▶ TASKS FOR THIS EXERCISE
1. In the hospital goodbye passage, why does the narrator cringe when the bedside phone rings?
2. From the hospital goodbye passage, retype the part from "After sitting silently" to "has died peacefully." with no changes.
3. In the hospital goodbye passage, how long is the drive from Ridgewood to Whiting?

I pause and let the silence expand. A bedside phone rings next to the lady behind the curtain, and I cringe, expecting her to begin a conversation.
The ring cuts off abruptly.
“Not now,” the voice whispers, full of emotion. “Don’t call back.”
I hear the phone click and feel warmth expand in my chest. She’s with us.
“Grandma, all the people you love will be okay,” I say. “We understand that soon it will be time for you to go. You always did your best, Grandma. You did a good job. It’s okay to go.”
After sitting silently for several minutes, I clear my throat to say goodbye. The lady behind the curtain blows her nose again, and I look at the curtain more closely. The sunshine streaming through the window illuminates the cloth, and I see her silhouetted in the hospital bed, hands clasped, head bowed. She is praying.
“I’m going to get moving now, Grandma. I’ll carry your story with me for the rest of my life, and I’ll carry your spirit. I wanted to see you again before you go. I wanted to say goodbye.”
It takes me ninety minutes to drive from Ridgewood to Whiting, where my other grandparents live. When I step inside their home, my grandfather tells me that they’ve just gotten a call that Grandma has died peacefully.
I think about the lady behind the curtain. I’m glad that she was there to bear witness.

Point-per-instance localization records:
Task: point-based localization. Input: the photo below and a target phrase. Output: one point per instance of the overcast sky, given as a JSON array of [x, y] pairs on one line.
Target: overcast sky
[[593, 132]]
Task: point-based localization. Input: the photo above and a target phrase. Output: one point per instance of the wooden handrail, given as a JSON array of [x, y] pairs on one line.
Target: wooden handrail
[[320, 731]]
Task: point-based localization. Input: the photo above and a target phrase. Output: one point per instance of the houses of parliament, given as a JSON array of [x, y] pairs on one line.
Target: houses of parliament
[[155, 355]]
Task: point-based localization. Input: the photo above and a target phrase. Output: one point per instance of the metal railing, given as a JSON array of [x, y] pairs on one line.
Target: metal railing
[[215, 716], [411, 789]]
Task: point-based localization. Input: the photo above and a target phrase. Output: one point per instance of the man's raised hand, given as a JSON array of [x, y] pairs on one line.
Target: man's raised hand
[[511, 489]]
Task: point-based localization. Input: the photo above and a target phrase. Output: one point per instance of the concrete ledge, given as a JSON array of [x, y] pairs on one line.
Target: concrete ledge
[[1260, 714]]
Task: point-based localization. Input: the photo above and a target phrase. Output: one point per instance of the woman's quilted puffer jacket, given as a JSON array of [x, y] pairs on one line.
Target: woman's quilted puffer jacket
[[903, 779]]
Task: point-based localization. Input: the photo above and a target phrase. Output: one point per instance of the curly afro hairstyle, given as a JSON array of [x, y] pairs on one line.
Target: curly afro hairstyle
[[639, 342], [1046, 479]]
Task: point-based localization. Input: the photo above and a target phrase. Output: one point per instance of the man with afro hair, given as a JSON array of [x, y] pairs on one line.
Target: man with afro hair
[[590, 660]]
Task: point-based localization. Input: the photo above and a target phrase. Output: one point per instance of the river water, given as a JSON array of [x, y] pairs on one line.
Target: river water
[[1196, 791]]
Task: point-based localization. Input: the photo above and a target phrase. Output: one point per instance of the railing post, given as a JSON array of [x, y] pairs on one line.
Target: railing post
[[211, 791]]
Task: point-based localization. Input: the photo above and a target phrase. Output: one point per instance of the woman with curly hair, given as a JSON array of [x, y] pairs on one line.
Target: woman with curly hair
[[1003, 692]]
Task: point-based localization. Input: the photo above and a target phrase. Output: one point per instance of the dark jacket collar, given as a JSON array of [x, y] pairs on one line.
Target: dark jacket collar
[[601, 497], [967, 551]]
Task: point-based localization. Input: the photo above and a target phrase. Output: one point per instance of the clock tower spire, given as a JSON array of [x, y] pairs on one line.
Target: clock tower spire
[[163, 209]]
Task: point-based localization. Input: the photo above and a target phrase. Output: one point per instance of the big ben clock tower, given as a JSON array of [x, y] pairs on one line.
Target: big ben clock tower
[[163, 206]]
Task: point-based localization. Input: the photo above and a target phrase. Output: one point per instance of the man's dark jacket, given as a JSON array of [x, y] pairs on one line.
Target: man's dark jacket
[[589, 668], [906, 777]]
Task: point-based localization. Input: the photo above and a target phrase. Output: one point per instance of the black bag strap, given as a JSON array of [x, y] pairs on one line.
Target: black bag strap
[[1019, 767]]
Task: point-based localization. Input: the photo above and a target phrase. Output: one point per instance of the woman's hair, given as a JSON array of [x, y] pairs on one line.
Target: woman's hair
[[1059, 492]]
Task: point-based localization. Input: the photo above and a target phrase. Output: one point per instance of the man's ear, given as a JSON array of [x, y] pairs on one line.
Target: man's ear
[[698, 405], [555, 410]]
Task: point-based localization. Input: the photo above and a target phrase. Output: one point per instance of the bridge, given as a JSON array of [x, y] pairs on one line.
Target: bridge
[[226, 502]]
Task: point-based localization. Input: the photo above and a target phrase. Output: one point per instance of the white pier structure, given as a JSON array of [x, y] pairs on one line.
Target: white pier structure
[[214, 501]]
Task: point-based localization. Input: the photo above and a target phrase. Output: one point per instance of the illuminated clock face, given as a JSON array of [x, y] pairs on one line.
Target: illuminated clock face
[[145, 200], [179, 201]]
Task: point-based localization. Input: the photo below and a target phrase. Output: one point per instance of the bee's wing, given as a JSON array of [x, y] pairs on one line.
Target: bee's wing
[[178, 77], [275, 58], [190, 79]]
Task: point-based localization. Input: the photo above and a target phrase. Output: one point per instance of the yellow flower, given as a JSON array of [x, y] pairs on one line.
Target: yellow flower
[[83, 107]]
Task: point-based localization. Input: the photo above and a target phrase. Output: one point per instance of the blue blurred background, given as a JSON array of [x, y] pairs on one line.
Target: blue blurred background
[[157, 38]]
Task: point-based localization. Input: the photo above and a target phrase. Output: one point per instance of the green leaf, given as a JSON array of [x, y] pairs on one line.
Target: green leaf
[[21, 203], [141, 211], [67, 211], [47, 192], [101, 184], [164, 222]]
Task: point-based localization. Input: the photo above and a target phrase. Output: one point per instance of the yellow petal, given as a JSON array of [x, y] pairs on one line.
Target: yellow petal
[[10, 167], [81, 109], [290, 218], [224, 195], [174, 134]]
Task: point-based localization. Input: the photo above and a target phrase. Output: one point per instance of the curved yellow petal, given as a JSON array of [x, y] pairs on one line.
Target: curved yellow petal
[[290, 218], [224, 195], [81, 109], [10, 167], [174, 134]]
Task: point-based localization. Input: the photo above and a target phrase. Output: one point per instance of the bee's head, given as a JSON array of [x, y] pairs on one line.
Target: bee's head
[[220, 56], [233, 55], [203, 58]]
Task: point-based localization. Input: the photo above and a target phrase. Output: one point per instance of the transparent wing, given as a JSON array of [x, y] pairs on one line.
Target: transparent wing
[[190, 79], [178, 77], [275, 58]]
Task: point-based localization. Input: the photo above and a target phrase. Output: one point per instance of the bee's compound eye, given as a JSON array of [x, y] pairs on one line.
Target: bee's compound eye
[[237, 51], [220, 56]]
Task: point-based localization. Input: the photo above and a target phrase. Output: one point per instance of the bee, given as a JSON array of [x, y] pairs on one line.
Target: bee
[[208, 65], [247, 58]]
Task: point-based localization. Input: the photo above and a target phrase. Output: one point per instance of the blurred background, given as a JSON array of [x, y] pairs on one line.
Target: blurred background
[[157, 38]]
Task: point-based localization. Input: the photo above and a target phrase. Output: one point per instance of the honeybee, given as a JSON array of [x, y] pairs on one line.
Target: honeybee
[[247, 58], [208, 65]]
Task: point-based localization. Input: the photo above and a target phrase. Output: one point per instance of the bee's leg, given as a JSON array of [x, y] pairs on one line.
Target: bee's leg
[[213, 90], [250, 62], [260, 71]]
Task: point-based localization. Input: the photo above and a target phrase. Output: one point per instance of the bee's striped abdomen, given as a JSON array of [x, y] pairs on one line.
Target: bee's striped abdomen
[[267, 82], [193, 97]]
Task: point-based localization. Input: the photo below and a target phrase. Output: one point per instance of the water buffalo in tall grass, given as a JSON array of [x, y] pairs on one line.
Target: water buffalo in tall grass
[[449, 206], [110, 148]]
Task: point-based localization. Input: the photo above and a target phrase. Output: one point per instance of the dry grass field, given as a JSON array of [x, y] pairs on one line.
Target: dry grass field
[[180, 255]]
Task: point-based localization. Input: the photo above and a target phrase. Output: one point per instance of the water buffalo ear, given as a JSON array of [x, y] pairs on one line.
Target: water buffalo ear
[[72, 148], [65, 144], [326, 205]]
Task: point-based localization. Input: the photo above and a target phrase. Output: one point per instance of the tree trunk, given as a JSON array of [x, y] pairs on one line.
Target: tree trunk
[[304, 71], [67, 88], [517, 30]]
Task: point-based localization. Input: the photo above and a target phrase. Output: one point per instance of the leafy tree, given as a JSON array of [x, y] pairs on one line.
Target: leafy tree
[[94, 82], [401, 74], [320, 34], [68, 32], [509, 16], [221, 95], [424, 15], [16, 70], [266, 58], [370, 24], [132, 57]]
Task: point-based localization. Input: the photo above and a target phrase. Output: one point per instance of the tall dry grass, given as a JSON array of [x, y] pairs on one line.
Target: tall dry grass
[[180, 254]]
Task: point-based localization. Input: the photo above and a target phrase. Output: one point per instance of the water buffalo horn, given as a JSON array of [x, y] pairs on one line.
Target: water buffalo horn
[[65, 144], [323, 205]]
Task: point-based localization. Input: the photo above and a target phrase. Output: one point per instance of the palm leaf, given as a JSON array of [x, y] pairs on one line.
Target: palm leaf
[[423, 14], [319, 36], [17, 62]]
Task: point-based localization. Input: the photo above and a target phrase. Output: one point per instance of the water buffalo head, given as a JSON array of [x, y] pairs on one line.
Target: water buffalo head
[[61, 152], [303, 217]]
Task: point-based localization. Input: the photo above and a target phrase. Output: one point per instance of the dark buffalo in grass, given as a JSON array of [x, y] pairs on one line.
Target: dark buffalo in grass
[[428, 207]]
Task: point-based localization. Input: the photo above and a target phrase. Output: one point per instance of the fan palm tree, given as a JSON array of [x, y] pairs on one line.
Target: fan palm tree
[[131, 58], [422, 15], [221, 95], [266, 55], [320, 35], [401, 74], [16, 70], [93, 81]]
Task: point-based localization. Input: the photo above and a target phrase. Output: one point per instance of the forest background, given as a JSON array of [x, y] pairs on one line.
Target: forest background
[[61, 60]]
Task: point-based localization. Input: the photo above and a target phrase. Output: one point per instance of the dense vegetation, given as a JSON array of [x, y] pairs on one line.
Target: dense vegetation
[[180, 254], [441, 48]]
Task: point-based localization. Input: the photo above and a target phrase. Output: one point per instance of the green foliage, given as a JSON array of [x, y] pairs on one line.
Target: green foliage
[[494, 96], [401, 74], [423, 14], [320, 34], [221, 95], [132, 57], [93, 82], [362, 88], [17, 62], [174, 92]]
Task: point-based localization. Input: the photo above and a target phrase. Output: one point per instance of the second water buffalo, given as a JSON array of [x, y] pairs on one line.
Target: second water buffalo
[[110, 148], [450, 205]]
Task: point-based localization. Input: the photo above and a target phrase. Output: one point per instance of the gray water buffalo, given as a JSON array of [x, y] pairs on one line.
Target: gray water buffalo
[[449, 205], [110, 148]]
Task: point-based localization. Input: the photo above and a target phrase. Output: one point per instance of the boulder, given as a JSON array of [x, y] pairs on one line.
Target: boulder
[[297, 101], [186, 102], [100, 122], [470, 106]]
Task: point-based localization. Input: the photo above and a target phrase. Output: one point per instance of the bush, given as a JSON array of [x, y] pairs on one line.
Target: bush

▶ TASK-BY-TASK ANSWERS
1. The narrator cringes because they expect the lady behind the curtain to start a conversation on the phone.

2.
After sitting silently for several minutes, I clear my throat to say goodbye. The lady behind the curtain blows her nose again, and I look at the curtain more closely. The sunshine streaming through the window illuminates the cloth, and I see her silhouetted in the hospital bed, hands clasped, head bowed. She is praying.
“I’m going to get moving now, Grandma. I’ll carry your story with me for the rest of my life, and I’ll carry your spirit. I wanted to see you again before you go. I wanted to say goodbye.”
It takes me ninety minutes to drive from Ridgewood to Whiting, where my other grandparents live. When I step inside their home, my grandfather tells me that they’ve just gotten a call that Grandma has died peacefully.

3. Ninety minutes.